=== DATA LINES ===

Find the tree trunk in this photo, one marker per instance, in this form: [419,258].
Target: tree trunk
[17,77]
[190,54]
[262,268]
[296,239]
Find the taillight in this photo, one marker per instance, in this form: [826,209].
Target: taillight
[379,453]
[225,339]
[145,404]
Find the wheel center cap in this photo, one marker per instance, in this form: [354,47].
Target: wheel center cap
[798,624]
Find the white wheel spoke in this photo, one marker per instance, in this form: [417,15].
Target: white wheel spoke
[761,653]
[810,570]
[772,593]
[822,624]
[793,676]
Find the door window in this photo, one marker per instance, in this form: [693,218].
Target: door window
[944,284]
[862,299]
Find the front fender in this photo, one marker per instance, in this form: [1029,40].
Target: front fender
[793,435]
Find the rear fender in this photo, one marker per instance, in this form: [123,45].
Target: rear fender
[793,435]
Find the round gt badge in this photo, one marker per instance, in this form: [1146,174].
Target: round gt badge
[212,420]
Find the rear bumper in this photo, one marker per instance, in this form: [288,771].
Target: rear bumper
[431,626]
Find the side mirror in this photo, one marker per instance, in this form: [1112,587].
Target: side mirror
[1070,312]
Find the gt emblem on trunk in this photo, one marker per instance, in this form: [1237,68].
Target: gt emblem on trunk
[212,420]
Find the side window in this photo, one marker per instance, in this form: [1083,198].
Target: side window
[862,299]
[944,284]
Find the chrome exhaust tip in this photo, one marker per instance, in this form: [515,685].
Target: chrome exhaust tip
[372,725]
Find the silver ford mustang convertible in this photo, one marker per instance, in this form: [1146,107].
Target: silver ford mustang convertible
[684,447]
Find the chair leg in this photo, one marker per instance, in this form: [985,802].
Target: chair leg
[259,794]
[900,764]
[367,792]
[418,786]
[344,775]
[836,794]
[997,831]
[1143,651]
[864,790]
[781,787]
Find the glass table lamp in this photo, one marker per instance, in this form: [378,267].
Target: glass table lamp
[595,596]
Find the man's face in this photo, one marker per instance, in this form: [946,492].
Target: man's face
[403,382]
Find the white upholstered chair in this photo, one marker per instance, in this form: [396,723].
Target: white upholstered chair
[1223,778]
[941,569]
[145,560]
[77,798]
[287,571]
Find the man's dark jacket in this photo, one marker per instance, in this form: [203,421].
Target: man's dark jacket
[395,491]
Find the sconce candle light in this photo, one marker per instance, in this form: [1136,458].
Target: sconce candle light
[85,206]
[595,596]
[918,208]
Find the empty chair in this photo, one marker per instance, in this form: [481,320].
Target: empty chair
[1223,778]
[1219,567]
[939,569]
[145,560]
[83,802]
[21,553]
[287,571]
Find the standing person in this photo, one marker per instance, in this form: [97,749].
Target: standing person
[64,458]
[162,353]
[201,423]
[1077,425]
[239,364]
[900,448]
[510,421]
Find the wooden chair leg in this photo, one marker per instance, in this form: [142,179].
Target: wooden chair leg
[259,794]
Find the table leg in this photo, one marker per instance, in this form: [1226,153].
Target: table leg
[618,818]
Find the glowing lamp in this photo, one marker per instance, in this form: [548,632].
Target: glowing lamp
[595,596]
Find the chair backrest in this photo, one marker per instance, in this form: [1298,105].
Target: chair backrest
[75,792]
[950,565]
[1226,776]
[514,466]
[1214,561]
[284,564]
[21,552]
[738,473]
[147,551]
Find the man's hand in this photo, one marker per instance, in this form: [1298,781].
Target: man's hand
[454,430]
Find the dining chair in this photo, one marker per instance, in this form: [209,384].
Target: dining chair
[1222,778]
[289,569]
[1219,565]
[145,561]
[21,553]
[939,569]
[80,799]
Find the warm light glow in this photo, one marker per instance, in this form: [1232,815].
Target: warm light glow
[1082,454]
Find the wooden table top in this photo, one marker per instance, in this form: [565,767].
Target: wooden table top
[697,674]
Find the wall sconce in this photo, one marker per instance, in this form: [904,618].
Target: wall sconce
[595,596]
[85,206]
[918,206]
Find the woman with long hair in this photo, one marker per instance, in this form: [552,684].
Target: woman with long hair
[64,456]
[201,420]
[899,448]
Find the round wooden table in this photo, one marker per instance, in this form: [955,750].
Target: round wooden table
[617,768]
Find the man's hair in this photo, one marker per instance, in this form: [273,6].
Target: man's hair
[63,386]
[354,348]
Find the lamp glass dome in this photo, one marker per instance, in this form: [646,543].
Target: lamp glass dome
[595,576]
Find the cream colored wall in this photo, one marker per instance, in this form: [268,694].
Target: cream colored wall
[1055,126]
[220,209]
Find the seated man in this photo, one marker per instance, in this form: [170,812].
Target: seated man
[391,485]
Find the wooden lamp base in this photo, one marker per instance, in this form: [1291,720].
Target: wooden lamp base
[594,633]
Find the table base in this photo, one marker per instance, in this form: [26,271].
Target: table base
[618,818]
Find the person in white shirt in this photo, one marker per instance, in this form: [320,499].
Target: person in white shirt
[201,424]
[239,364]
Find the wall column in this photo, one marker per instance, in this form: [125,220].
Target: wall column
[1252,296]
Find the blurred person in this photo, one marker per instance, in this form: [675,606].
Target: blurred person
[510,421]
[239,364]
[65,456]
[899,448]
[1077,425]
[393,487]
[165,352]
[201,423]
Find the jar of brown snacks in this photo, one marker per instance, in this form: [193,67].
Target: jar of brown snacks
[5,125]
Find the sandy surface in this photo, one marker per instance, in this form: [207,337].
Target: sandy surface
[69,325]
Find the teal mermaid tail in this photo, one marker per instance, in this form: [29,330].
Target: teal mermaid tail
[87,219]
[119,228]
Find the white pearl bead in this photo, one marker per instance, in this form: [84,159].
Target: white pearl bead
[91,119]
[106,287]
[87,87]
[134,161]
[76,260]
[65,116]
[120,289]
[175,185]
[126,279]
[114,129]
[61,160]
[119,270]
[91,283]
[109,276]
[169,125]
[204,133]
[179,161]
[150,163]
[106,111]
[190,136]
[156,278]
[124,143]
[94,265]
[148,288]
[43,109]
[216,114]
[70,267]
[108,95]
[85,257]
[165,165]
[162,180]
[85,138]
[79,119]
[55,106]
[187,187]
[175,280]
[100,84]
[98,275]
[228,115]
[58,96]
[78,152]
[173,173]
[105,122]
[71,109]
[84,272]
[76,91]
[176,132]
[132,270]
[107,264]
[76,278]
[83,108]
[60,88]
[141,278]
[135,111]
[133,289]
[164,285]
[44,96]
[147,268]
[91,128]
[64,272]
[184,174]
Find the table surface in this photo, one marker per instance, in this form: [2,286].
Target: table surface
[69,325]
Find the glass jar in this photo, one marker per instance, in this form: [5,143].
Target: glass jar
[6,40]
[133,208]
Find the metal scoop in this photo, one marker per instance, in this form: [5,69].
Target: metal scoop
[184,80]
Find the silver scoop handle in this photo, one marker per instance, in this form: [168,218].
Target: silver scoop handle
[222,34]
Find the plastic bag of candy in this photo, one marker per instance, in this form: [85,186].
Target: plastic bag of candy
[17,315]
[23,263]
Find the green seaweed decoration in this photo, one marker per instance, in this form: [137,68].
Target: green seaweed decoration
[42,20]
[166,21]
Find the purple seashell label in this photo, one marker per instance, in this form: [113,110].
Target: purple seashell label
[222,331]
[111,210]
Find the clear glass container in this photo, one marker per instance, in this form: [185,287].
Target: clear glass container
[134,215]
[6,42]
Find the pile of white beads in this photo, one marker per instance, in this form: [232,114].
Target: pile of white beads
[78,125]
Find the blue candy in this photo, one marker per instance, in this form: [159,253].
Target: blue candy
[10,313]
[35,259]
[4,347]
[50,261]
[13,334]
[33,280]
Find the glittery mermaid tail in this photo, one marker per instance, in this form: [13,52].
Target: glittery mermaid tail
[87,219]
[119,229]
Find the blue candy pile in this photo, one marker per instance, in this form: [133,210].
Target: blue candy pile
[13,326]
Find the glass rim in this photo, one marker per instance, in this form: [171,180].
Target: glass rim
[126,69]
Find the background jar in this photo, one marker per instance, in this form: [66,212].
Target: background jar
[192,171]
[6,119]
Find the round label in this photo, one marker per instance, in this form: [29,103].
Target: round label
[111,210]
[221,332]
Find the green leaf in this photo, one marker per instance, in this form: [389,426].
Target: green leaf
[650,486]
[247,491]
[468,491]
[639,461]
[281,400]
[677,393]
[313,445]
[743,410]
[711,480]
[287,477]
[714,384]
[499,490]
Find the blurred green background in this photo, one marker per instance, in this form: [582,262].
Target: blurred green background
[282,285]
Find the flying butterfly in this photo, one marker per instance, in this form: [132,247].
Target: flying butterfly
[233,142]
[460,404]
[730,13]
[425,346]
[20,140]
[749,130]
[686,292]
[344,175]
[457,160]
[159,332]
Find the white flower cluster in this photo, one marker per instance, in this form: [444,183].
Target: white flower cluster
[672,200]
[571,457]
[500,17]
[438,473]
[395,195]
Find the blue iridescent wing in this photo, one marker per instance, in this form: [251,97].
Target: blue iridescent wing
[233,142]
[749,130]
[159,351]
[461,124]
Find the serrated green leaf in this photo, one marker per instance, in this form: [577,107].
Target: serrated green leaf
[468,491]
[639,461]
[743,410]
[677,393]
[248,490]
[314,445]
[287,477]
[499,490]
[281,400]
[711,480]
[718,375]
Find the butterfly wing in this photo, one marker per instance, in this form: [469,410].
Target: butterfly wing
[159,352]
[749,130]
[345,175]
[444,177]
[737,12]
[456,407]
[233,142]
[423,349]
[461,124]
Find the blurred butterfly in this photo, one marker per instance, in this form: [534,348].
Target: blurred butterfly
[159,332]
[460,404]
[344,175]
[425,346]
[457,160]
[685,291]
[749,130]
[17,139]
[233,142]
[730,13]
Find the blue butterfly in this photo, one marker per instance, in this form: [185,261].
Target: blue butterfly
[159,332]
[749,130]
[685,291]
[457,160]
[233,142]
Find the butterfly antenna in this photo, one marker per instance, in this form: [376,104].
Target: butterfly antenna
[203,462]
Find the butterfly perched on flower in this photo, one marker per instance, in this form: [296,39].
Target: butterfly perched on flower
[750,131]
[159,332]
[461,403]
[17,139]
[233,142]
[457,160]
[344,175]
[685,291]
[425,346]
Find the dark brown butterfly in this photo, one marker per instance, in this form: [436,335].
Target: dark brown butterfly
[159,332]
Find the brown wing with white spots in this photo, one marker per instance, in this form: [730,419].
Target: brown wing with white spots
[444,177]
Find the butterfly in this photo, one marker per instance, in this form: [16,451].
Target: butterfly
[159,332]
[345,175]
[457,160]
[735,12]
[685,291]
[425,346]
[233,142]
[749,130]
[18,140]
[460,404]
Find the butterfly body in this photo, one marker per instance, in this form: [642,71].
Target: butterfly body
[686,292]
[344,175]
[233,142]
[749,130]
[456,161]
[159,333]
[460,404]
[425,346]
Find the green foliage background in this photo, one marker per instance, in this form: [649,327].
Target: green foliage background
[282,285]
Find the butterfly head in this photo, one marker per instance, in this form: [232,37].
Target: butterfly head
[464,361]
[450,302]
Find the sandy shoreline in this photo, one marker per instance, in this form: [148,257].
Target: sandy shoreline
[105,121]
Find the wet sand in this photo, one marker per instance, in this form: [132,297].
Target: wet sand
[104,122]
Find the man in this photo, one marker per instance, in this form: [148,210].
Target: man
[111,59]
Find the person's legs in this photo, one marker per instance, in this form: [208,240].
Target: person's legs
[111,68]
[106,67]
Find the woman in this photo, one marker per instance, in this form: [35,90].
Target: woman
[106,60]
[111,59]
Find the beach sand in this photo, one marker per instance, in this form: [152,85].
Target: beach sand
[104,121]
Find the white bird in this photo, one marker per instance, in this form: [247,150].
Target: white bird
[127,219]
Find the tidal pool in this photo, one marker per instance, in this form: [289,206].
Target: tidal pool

===

- **YOUR INSTRUCTIONS**
Reproduce only the lines from the line containing "Find the wet" to the last line of the material above, both of those lines included.

- **FULL RESPONSE**
Find the wet sand in this photo, one marker per instance, in this form: [132,297].
Target: wet sand
[104,122]
Find the man in this photo, one marker per instance, in this form: [148,210].
Target: man
[111,59]
Find the person's legs in this photo, one marker per instance, in this form: [208,240].
Target: person's legs
[111,68]
[106,67]
Find the woman in this photo, one marker per instance, in this form: [35,90].
Target: woman
[106,60]
[111,59]
Find the beach sand in this photo, one marker per instance, in this form: [152,85].
Target: beach sand
[104,121]
Find the white bird in this photo, one marker per instance, in this form: [247,150].
Target: white bird
[127,219]
Find the tidal pool in this photo, one marker per instance, in this form: [289,206].
Target: tidal pool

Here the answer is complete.